Can you switch "instance" to "occurrence" wherever it occurs in the items below and leave every other word unchanged?

Pointing and labeling items:
* * * * * * * * *

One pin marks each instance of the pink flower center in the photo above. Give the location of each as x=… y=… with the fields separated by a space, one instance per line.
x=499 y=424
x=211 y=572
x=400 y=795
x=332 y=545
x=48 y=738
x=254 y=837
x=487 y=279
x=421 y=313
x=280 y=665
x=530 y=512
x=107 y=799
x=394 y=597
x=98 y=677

* * * * * * * * *

Problem solution:
One pin marks each occurrence of the pink flower center in the photo above. Give the location of each as x=… y=… with the fields separated by a space, one occurrence per line.
x=499 y=424
x=211 y=572
x=400 y=795
x=332 y=545
x=48 y=738
x=254 y=837
x=487 y=279
x=421 y=313
x=280 y=665
x=530 y=512
x=107 y=799
x=394 y=597
x=98 y=677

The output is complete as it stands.